**AUSGEWÄHLTER AUSZUG**
Ergebnisse und Risiken
Die Nachbehandlung der vorgestellten Verfahren ist langwierig, lohnt sich aber gerade bei jüngeren Patienten, um die Implantation einer inversen Prothese zu verzögern.
Nicht reparable Schädigung der Rotatorenmanschette mit Arthrose (Defektarthropathie)
Im Laufe des Lebens treten bei fast allen Menschen Verschleißerscheinungen an der Rotatorenmanschette auf. Diese Veränderungen sind zunächst meist klinisch stumm, das heißt die Betroffenen bemerken diese Veränderungen zunächst nicht. Die chronische Schädigung der Rotatorenmanschette ist ein meist langsam fortschreitender Prozess, der durch die anderen, noch intakten Sehnen der Rotatorenmanschette kompensiert werden kann. Bei einer Schädigung der Supraspinatussehne (am häufigsten) wandert der Oberarmkopf langsam nach oben, da kein Widerlager mehr vorhanden ist (Abbildung 1).

Symptome
In einer klinischen Untersuchung fällt meist ein Kraftdefizit beim Anheben des betroffenen Armes auf. Stößt der Oberarmkopf an das Schulterdach an, kann es zu einer Reizung des Schleimbeutels ähnlich wie bei einem Impingementsyndrom kommen. Andererseits ist aufgrund des Höhertretens des Oberarmkopfes die Biomechanik im Schultergelenk verändert und der Arm kann nicht mehr vollständig nach oben geführt werden. Dies kann bis zur vollständigen Bewegungsunfähigkeit, einer sog. Pseudoparalyse, führen.
Diagnostik
In einer sonographischen Untersuchung kann ein geübter Arzt das Ausmaß der Schädigung der Rotatorenmanschette bereits abschätzen. Der Goldstandard in der Diagnostik stellt die MRT-Untersuchung dar. Hier lassen sich der Zustand der Rotatorenmanschette sowie das Ausmaß des Höhertretens des Oberarmkopfes am zuverlässigsten beurteilen.
Behandlung
Die Ursache und Ausmaß der Schädigung, das Patientenalter, Schmerzsymptomatik, Funktionsverlust und ‑anspruch bestimmen die Therapie einer chronischen Rotatorenmanschädigung. Die degenerativen Schädigungen werden zunächst mit physiotherapeutischer Beübung und Eigentherapie über einen Zeitraum von mindestens 3 Monaten behandelt. Ist eine Beübung aufgrund von Schmerzen nicht möglich, stehen uns neben den klassischen oralen Schmerzmedikamenten auch Injektionen zur Verfügung, die ganz lokal wirken und damit nebenwirkungsarm sind. Bestehen nach Ablauf der konservativen Therapie weiterhin Schmerzen sowie eine Einschränkung in Bewegungsumfang, Kraft oder Funktion, so kann eine elektive operative Therapie diskutiert werden.

**EXTRAHIERTE DATEN**
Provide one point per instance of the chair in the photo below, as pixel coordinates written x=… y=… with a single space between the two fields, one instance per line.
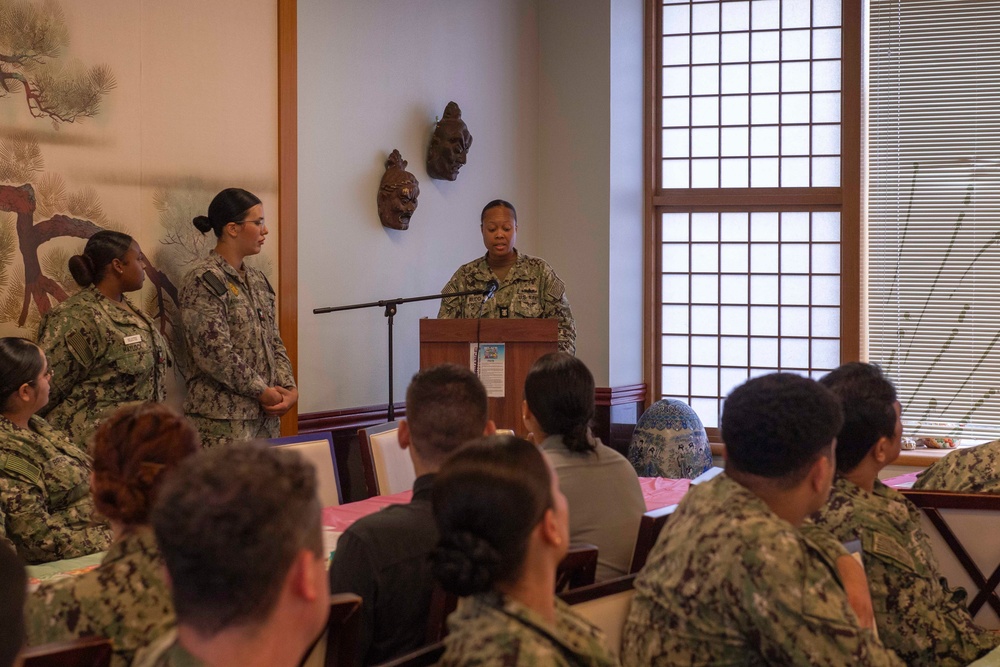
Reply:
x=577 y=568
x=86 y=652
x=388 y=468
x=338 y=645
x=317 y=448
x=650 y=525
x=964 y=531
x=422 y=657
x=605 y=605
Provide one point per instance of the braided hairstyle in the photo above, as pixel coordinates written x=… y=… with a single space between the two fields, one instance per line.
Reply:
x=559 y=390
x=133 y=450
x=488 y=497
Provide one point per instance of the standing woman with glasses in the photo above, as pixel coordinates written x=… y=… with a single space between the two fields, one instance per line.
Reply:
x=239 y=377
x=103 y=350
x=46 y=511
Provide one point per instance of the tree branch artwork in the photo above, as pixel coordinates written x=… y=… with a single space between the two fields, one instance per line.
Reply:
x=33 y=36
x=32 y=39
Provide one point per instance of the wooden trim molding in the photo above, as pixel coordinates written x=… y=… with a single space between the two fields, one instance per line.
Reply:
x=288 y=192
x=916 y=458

--

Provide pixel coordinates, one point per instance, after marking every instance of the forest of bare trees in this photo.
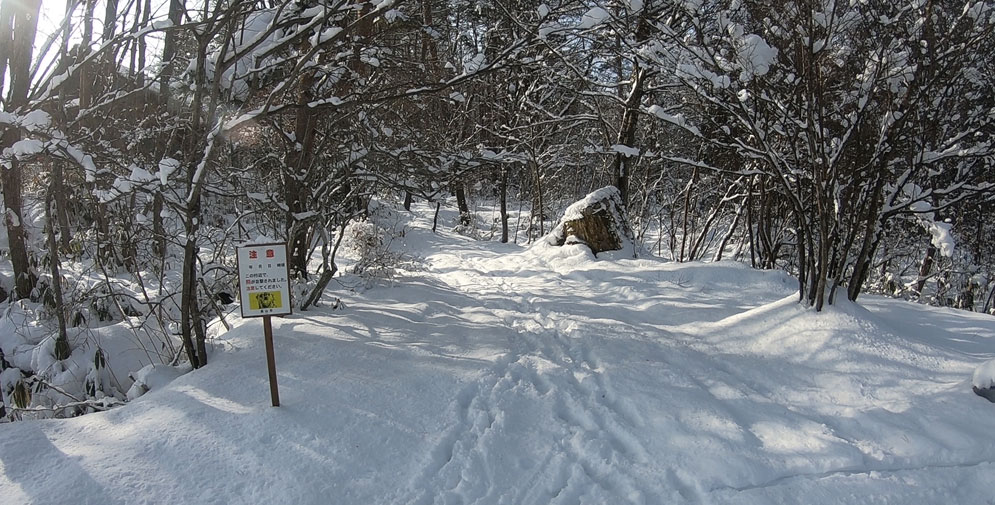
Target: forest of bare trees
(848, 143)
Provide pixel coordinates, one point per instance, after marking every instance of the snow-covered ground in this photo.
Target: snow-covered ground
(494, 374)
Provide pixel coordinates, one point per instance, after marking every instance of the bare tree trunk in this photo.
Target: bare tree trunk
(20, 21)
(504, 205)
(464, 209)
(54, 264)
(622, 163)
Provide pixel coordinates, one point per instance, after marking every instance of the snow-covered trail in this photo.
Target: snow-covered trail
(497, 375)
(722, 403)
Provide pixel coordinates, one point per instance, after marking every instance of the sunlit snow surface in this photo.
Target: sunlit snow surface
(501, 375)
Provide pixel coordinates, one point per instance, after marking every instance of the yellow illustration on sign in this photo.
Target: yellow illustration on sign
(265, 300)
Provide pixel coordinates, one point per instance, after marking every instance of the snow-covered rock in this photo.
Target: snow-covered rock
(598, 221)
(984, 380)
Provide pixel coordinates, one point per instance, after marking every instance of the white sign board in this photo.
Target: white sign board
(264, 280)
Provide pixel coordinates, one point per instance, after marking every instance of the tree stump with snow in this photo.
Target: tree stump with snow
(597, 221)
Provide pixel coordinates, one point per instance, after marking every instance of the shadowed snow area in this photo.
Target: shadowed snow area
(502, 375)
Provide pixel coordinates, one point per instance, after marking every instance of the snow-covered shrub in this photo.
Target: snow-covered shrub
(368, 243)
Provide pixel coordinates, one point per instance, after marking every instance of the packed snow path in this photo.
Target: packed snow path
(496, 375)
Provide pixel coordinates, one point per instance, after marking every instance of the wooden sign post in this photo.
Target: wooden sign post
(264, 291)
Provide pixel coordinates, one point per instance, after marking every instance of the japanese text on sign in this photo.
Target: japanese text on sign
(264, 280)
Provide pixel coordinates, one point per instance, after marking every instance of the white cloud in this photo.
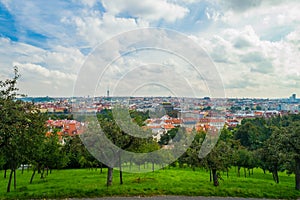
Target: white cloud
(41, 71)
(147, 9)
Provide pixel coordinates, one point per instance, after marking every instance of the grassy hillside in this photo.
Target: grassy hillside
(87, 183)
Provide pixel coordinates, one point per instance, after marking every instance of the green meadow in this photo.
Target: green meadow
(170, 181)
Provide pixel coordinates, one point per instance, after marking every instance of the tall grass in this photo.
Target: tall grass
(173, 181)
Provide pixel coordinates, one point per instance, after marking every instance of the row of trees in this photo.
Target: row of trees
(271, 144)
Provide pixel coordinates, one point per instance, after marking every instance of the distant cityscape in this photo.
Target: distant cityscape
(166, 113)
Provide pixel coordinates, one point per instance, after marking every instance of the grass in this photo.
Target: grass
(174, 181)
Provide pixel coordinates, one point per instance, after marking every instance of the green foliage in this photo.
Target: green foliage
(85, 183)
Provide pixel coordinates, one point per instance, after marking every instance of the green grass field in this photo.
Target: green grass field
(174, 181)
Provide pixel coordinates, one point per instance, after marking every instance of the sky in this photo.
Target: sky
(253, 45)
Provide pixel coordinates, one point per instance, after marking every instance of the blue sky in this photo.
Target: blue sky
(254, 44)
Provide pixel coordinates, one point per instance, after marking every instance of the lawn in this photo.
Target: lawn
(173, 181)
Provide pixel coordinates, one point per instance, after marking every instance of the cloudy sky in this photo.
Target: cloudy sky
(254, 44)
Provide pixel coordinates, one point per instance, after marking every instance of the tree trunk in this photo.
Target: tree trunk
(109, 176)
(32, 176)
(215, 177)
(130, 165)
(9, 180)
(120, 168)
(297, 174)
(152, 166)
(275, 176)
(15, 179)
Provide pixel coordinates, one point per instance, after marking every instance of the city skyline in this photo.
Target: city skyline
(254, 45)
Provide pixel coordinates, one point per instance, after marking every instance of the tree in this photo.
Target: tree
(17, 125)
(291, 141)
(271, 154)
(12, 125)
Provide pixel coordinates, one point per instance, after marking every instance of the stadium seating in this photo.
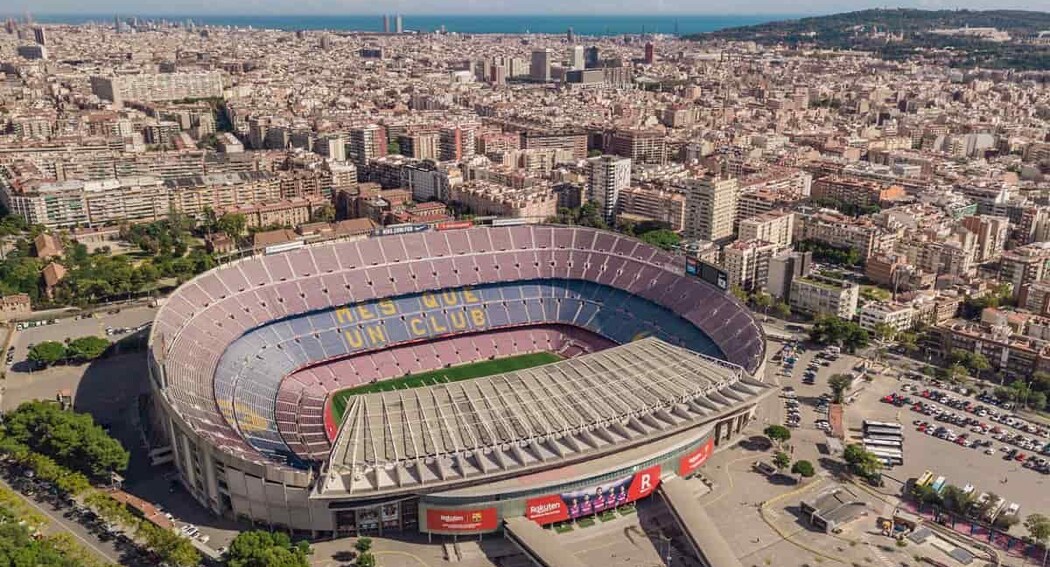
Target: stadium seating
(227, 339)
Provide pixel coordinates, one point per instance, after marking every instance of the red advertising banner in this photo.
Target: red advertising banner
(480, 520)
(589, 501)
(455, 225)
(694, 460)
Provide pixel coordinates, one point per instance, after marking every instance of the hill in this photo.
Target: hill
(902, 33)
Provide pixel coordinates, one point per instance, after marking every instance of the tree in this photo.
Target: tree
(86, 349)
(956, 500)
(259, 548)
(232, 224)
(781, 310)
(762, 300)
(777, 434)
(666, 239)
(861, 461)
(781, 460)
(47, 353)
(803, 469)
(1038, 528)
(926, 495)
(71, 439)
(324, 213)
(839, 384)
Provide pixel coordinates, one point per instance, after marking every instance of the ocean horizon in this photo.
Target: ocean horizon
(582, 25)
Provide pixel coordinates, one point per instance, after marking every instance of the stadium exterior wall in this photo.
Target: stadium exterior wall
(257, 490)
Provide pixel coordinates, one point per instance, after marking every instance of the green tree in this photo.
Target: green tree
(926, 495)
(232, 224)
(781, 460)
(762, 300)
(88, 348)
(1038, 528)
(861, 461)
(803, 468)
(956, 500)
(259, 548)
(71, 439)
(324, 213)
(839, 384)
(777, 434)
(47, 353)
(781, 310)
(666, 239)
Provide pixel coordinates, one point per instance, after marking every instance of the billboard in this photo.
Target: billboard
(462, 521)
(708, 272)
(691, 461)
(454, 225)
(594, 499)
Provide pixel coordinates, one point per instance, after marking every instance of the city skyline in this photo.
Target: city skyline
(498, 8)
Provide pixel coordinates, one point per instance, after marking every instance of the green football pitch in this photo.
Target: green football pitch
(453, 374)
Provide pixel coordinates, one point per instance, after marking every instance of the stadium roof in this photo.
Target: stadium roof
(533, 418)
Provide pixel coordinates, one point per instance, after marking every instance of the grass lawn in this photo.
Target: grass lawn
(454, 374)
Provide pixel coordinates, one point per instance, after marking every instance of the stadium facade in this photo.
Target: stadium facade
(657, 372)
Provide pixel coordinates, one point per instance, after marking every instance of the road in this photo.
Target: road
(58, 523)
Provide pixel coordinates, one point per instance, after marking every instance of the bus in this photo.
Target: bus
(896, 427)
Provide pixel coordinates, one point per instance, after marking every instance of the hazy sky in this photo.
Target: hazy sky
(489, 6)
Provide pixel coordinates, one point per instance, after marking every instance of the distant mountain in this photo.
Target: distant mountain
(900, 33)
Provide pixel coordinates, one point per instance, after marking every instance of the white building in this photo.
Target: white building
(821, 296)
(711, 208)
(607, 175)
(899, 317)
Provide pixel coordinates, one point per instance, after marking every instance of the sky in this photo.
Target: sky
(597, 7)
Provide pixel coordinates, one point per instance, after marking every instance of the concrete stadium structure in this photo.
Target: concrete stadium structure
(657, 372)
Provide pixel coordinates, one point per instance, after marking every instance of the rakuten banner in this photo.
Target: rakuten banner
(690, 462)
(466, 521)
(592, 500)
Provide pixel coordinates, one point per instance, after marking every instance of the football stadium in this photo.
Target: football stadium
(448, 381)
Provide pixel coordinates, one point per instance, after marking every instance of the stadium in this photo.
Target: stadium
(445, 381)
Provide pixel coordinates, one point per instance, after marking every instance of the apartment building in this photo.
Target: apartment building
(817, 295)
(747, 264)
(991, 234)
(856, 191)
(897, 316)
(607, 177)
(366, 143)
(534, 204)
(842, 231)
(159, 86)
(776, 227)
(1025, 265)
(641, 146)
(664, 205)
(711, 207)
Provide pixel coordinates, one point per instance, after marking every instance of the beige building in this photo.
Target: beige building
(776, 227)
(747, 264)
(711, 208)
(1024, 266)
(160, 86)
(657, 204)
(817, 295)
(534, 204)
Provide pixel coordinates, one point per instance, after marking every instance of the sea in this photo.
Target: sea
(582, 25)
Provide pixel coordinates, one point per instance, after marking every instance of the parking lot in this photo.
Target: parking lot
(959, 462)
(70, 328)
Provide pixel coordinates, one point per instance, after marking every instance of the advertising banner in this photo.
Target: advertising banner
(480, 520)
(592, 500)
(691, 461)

**AUFGABEN**
A – Welche Untersuchung gilt laut dem Text zur Rotatorenmanschette als Goldstandard in der Diagnostik?
B – Gib aus dem Text zur Rotatorenmanschette den Abschnitt wörtlich aus, beginnend mit „Nicht reparable Schädigung“ und weiter bis einschließlich „ist (Abbildung 1).“.
C – Schreibe den Text über die Schädigung der Rotatorenmanschette im Anschluss an seinen letzten Satz weiter.

**ANTWORTEN IN REIHENFOLGE**
A – Die MRT-Untersuchung.

B –
Nicht reparable Schädigung der Rotatorenmanschette mit Arthrose (Defektarthropathie)
Im Laufe des Lebens treten bei fast allen Menschen Verschleißerscheinungen an der Rotatorenmanschette auf. Diese Veränderungen sind zunächst meist klinisch stumm, das heißt die Betroffenen bemerken diese Veränderungen zunächst nicht. Die chronische Schädigung der Rotatorenmanschette ist ein meist langsam fortschreitender Prozess, der durch die anderen, noch intakten Sehnen der Rotatorenmanschette kompensiert werden kann. Bei einer Schädigung der Supraspinatussehne (am häufigsten) wandert der Oberarmkopf langsam nach oben, da kein Widerlager mehr vorhanden ist (Abbildung 1).

C –
Operation
Liegt eine fortgeschrittene Defektarthropathie vor, besteht die Möglichkeit der Implantation einer sog. inversen Schulterprothese (Abbildung 2). Hierbei wird eine Halbkugel auf die ursprüngliche Pfanne aufgeschraubt und eine konkav geformte Humeruspfanne in den Oberarm fixiert. Der Oberarm wird dadurch nach unten verlagert, wodurch der Deltamuskel wieder in der Lage ist, den Arm nach von und seitlich anzuheben.
Nachbehandlung
Der Arm wird für 2-3 Wochen auf einem Abspreizkissen gelagert und täglich durch Physiotherapie mobilisiert. Auf Wunsch und nach Bewilligung durch die Krankenkasse kann 4 Wochen nach dem Eingriff eine Anschlussheilbehandlung in einer Rehabilitationsklinik angeschlossen werden. Etwa 6 Wochen nach der Operation kann der Arm im täglichen Leben wieder annähernd normal eingesetzt werden. Eine krankengymnastische Übungsbehandlung zum Muskelaufbau ist meist für 6 Monate sinnvoll.
Ergebnisse und Risiken
Im Normalfall kann eine schmerzfreie Einsatzfähigkeit des Armes bis zur Schulterhöhe erzielt werden. Bewegungen darüber hinaus sind bei guter muskulärer Führung nach intensivem Eigentraining möglich. Komplikationen bei Operationen sind selten, in etwa 5% der Fälle werden Nachblutungen, Knochenverletzungen oder Schädigungen von Blutgefäßen oder Nerven beobachtet, die sich in der Regel jedoch zurückbilden. Bei unvorsichtiger Rehabilitation in der Frühphase kann es zu einer Verrenkung der Schulter oder zu einem Abriss der Muskulatur kommen. Im Verlauf sind Prothesenlockerungen und auch Spätinfekte (ca. 5%) möglich. 12-15 Jahre nach der Operation sind aber noch über 80% der Schulterprothesen stabil und funktionsfähig.